**THE PROBLEM**
Copy each line of the listing where the word "rough" can be found.

::: ENTRIES SHOWN :::

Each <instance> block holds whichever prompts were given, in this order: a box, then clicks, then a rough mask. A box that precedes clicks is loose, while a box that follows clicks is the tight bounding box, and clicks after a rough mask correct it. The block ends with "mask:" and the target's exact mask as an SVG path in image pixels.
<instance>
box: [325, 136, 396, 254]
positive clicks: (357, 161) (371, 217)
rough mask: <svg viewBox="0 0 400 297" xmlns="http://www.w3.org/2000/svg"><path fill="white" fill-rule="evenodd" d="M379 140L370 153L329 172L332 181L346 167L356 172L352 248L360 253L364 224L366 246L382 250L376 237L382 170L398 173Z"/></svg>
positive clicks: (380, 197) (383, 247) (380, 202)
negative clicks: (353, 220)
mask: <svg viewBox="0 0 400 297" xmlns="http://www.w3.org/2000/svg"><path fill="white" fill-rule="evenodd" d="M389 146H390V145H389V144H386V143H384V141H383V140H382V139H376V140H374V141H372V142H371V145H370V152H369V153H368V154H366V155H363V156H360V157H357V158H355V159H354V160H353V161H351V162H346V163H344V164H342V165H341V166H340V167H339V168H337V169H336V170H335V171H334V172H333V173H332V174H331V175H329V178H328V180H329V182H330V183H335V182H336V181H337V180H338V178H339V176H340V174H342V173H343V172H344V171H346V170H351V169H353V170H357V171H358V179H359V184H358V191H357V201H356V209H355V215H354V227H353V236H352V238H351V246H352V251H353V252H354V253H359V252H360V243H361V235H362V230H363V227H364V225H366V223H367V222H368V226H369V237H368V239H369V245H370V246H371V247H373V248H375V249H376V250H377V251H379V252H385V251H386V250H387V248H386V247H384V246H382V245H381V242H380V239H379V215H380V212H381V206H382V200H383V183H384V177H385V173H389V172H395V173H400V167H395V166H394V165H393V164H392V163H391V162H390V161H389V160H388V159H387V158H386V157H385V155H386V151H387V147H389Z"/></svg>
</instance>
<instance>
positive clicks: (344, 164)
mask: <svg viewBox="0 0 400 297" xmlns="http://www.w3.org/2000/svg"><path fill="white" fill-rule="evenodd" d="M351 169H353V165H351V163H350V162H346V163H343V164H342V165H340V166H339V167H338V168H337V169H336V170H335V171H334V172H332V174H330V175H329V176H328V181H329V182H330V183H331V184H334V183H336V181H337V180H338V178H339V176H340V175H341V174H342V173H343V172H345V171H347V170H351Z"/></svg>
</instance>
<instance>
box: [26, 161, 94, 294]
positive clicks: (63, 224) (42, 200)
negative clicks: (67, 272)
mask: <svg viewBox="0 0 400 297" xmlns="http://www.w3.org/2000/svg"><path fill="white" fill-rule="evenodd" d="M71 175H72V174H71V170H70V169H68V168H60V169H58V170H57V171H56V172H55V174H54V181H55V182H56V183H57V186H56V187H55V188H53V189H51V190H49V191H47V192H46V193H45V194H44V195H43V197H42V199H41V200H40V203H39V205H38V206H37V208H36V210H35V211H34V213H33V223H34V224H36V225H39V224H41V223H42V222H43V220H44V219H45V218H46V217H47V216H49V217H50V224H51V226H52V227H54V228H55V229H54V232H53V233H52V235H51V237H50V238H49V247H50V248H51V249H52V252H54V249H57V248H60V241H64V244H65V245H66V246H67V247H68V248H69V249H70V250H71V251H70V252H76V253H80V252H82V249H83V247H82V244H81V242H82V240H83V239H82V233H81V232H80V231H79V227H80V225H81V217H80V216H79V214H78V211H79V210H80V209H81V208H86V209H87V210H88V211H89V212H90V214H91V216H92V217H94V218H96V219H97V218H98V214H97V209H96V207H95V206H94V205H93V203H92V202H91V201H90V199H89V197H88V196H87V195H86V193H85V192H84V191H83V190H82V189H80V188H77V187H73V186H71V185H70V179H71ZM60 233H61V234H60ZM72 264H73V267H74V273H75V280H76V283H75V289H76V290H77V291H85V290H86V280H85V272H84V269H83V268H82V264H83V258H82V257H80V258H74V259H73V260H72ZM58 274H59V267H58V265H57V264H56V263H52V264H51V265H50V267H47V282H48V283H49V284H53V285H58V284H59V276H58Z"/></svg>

:::

**ANSWER SECTION**
Each <instance> block holds whichever prompts were given, in this order: a box, then clicks, then a rough mask. A box that precedes clicks is loose, while a box that follows clicks is the tight bounding box, and clicks after a rough mask correct it. The block ends with "mask:" and the target's exact mask as an SVG path in image pixels.
rough mask: <svg viewBox="0 0 400 297" xmlns="http://www.w3.org/2000/svg"><path fill="white" fill-rule="evenodd" d="M379 140L370 153L329 172L332 181L346 167L356 172L352 248L360 253L364 224L366 246L382 250L376 237L382 170L398 173Z"/></svg>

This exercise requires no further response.